◆ Brondocument ◆

──────

Verordening rechten markten 2024

Geldend van 01-01-2024 t/m heden

Intitulé

Verordening rechten markten 2024

De Raad van de gemeente Rotterdam,

gelezen het voorstel van burgemeester en wethouders van 19 september 2023 (raadsvoorstel nr. 23bb006273/23bo007286);

gelet op de artikelen 216 en 229, eerste lid, aanhef en onderdeel a en b, van de Gemeentewet;

overwegende dat:

de heffing en invordering van rechten markten bij verordening wordt geregeld;

Artikel 1 Definities

In deze verordening en de daarop berustende bepalingen wordt verstaan onder:

  • -

    college: college van burgemeester en wethouders;

  • -

    dag: periode van 24 aaneengesloten uren, aanvangende te 00.00 uur;

  • -

    dagplaats: staanplaats die op een dag beschikbaar wordt gesteld;

  • -

    kwartaal: periode van drie aaneengesloten kalendermaanden;

  • -

    markt: warenmarkt, die op de daartoe door het college aangewezen dag en plaats wordt gehouden;

  • -

    staanplaats: voor de duur van de markt door het college aan de vergunninghouder toegewezen deel van het marktterrein, bestemd voor het uitoefenen van de markthandel;

  • -

    vaste plaats: staanplaats op de markt die per kalenderjaar of seizoen beschikbaar wordt gesteld;

  • -

    vervangvergunning: vergunning als bedoeld in artikel 19 van het Marktreglement Rotterdam 2008.

──────

◆ Onderzochte gegevens ◆
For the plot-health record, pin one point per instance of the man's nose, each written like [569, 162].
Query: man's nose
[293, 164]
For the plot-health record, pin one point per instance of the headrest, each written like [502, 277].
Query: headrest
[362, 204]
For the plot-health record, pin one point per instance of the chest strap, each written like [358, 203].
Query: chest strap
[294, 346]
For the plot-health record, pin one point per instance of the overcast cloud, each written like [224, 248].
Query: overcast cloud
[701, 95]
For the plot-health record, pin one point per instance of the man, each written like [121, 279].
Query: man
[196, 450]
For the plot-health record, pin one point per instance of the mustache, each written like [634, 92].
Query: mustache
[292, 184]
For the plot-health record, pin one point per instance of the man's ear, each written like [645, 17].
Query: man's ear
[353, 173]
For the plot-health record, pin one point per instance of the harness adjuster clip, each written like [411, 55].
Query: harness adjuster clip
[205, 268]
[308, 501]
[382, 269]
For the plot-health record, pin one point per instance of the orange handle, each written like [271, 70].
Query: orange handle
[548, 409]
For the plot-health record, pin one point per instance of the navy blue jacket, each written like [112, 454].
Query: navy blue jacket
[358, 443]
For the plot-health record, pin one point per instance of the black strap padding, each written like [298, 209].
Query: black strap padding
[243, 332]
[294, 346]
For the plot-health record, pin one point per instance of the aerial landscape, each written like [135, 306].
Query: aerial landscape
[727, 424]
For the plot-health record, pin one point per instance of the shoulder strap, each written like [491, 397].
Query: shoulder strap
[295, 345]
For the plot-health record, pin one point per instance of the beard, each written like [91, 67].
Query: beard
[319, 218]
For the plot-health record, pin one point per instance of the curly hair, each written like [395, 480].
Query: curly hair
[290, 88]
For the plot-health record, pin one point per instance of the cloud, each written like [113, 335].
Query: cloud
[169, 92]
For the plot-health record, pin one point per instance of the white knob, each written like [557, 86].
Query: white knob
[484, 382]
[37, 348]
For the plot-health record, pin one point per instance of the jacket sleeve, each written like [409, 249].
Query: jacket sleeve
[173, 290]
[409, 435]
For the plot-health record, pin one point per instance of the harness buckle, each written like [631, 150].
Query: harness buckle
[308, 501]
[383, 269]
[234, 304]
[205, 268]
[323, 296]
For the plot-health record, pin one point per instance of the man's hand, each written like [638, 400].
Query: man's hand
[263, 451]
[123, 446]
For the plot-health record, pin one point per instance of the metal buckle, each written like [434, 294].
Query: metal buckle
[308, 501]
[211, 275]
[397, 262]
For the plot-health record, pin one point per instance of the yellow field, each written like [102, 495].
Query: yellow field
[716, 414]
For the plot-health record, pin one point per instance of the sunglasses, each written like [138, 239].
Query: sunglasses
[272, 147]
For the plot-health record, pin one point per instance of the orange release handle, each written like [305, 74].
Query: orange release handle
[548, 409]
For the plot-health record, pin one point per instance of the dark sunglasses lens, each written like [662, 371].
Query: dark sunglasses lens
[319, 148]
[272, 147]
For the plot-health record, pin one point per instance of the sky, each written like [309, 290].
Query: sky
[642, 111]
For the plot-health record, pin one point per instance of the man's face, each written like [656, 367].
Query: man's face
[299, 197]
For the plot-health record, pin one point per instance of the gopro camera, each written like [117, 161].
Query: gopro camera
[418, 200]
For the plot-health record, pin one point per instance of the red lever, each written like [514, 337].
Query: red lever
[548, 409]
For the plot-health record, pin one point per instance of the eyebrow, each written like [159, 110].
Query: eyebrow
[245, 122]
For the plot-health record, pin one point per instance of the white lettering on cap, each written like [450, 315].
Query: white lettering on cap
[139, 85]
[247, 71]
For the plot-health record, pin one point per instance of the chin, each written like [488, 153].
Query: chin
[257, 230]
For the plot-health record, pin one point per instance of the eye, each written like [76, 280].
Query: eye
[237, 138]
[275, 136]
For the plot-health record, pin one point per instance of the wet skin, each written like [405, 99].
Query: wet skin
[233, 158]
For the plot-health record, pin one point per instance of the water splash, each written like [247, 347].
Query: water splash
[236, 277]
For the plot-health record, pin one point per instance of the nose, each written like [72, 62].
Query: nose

──────

◆ Werkopdracht 1 ◆
Neem het stuk uit de verordening over, beginnend bij "staanplaats: voor de" en eindigend bij "Marktreglement Rotterdam 2008.". Vervang daarin "marktterrein" door "marktplein".
◆ Werkopdracht 2 ◆
Beantwoord de volgende vragen over de verordening.
(a) Vanaf welke datum geldt de verordening?
(b) Van welke datum is het voorstel van burgemeester en wethouders?
(c) Hoe lang duurt een kwartaal volgens de verordening?
De gegevens vormen afzonderlijk materiaal en horen niet bij de verordening.

◆ Antwoord oefening 1 ◆
staanplaats: voor de duur van de markt door het college aan de vergunninghouder toegewezen deel van het marktplein, bestemd voor het uitoefenen van de markthandel;

  • -

    vaste plaats: staanplaats op de markt die per kalenderjaar of seizoen beschikbaar wordt gesteld;

  • -

    vervangvergunning: vergunning als bedoeld in artikel 19 van het Marktreglement Rotterdam 2008.

◆ Antwoord oefening 2 ◆
(a) Vanaf 01-01-2024.
(b) Van 19 september 2023.
(c) Drie aaneengesloten kalendermaanden.